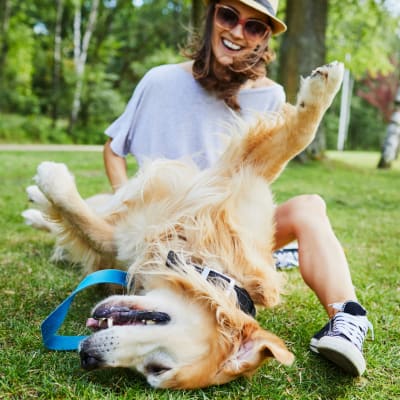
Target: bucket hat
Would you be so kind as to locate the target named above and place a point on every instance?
(269, 8)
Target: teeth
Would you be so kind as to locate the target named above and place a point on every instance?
(231, 45)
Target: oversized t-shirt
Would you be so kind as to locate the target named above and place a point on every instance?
(170, 115)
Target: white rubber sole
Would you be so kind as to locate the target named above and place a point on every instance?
(343, 353)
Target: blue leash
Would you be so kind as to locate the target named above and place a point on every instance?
(53, 322)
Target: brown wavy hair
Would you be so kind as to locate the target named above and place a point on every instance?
(225, 81)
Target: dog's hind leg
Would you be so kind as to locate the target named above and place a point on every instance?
(268, 145)
(88, 238)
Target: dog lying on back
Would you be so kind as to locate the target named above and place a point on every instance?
(198, 249)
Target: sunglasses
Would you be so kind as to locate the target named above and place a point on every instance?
(228, 18)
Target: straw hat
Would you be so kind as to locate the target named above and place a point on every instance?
(267, 7)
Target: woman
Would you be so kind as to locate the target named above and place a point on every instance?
(175, 112)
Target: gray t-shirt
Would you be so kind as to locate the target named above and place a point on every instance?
(170, 115)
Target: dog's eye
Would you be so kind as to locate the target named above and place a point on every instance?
(156, 369)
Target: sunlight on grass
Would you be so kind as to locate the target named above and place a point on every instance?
(363, 204)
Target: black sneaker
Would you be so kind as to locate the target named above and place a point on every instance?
(341, 339)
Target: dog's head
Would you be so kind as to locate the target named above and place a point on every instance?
(179, 335)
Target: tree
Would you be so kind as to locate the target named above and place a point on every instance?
(81, 47)
(57, 60)
(391, 145)
(302, 49)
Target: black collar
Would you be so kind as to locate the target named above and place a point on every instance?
(245, 302)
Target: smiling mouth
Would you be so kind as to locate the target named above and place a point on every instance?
(105, 317)
(230, 45)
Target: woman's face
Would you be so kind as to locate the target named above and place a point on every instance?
(228, 44)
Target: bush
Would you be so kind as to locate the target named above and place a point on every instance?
(31, 129)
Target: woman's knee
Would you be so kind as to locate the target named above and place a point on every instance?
(306, 208)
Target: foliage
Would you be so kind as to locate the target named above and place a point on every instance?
(125, 45)
(358, 35)
(366, 126)
(365, 220)
(380, 90)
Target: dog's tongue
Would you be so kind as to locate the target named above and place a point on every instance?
(106, 317)
(92, 323)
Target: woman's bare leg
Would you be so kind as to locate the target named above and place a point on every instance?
(323, 264)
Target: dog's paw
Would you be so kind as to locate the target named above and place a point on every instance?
(35, 219)
(36, 196)
(321, 86)
(54, 180)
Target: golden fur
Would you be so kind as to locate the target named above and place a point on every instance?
(222, 218)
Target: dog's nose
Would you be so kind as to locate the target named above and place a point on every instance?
(89, 359)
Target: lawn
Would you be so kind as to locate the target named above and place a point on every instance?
(364, 206)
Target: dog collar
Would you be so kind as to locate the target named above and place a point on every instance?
(245, 302)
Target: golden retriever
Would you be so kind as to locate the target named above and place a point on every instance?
(198, 249)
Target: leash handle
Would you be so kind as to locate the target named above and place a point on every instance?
(53, 322)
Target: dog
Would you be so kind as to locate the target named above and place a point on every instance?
(197, 246)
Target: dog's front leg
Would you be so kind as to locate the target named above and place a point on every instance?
(80, 229)
(268, 147)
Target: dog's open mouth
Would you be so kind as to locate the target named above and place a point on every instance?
(108, 316)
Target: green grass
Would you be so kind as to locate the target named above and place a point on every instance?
(363, 205)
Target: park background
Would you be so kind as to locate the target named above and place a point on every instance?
(68, 67)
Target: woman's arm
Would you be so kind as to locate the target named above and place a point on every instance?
(115, 167)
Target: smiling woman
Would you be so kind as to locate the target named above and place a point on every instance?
(176, 112)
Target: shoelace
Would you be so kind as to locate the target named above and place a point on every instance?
(286, 258)
(354, 327)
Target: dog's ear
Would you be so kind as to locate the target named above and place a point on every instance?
(256, 347)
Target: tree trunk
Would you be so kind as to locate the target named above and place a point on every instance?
(302, 50)
(390, 148)
(197, 13)
(4, 25)
(57, 61)
(80, 55)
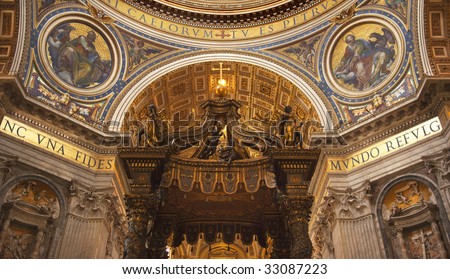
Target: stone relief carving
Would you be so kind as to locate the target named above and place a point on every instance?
(90, 202)
(351, 203)
(322, 229)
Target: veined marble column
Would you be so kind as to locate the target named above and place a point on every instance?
(139, 213)
(354, 233)
(298, 211)
(346, 226)
(88, 223)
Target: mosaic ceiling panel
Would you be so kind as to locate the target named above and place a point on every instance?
(358, 65)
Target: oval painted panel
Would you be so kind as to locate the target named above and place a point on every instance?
(79, 55)
(364, 57)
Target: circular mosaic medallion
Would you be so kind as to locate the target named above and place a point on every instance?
(80, 56)
(364, 57)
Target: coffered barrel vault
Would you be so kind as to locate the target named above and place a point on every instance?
(250, 129)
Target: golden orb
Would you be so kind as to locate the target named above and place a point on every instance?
(221, 90)
(222, 82)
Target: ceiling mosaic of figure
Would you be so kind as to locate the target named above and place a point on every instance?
(100, 56)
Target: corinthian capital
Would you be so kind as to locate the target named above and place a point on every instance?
(298, 209)
(439, 165)
(350, 202)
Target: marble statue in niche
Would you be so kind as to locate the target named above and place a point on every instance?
(410, 213)
(27, 219)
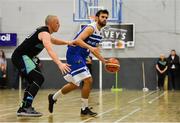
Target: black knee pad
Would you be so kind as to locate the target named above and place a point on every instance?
(36, 77)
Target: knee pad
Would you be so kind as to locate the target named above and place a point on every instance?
(36, 77)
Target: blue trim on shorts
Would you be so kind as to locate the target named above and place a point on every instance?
(77, 72)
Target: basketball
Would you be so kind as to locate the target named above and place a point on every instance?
(112, 65)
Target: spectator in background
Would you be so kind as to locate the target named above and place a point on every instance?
(3, 66)
(161, 67)
(173, 65)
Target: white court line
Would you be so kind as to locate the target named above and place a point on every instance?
(156, 98)
(138, 98)
(127, 106)
(129, 114)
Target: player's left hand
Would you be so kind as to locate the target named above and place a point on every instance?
(71, 43)
(64, 67)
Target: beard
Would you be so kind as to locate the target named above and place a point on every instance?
(102, 24)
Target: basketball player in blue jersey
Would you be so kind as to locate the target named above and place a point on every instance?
(23, 56)
(87, 41)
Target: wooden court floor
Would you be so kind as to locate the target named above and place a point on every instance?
(125, 106)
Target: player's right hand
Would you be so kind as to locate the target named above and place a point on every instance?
(95, 50)
(64, 67)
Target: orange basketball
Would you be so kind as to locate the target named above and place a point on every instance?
(112, 65)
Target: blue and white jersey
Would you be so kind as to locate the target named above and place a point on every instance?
(92, 40)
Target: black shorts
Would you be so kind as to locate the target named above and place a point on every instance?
(24, 63)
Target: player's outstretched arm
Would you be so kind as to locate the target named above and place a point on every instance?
(46, 39)
(57, 41)
(80, 42)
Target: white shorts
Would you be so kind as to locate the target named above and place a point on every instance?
(77, 76)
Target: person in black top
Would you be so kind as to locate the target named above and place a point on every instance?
(173, 65)
(23, 59)
(161, 67)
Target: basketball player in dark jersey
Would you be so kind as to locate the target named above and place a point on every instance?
(23, 56)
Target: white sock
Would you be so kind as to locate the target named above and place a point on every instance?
(57, 95)
(84, 103)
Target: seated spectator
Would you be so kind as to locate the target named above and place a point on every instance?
(161, 67)
(173, 65)
(3, 66)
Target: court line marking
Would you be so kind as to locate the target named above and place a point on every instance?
(151, 101)
(129, 114)
(40, 107)
(138, 98)
(100, 114)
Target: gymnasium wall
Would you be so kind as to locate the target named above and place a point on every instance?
(157, 24)
(130, 75)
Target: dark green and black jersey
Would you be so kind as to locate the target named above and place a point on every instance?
(32, 46)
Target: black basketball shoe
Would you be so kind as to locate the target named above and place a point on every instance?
(28, 112)
(87, 111)
(51, 102)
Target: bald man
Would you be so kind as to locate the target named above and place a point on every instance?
(23, 59)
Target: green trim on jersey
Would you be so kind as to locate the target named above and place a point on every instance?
(29, 64)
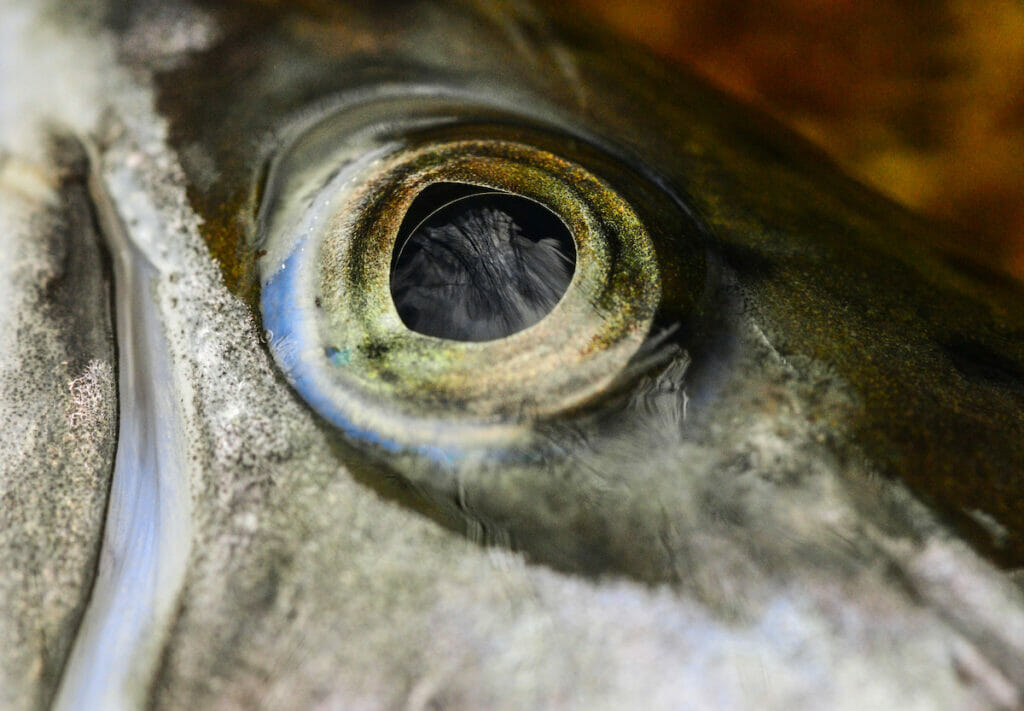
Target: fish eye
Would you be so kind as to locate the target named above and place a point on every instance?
(438, 286)
(481, 266)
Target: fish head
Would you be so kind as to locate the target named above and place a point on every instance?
(761, 447)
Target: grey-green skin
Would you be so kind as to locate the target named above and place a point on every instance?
(818, 505)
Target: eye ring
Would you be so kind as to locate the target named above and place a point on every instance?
(340, 340)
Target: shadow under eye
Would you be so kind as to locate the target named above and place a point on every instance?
(480, 266)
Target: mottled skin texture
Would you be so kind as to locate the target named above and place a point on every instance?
(58, 422)
(816, 501)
* * *
### Exercise requirements:
Only the lines from the one containing "Target: grey-green skin" through the end of the material should be reproduced, exactly, with both ends included.

### Complete response:
Target: grey-green skin
Would you be so kind as to locate the target named above and place a point on every instance?
(818, 505)
Target: eye ring
Would you be so kind as to locate the target named above and place a point on every instance?
(340, 340)
Target: shadow under eye
Would you be so kind as to locate the target named above and place a point on every instance?
(480, 266)
Target: mottled skin texture
Would you be so kind as to locate the target named above and place a point on every instance?
(58, 422)
(816, 501)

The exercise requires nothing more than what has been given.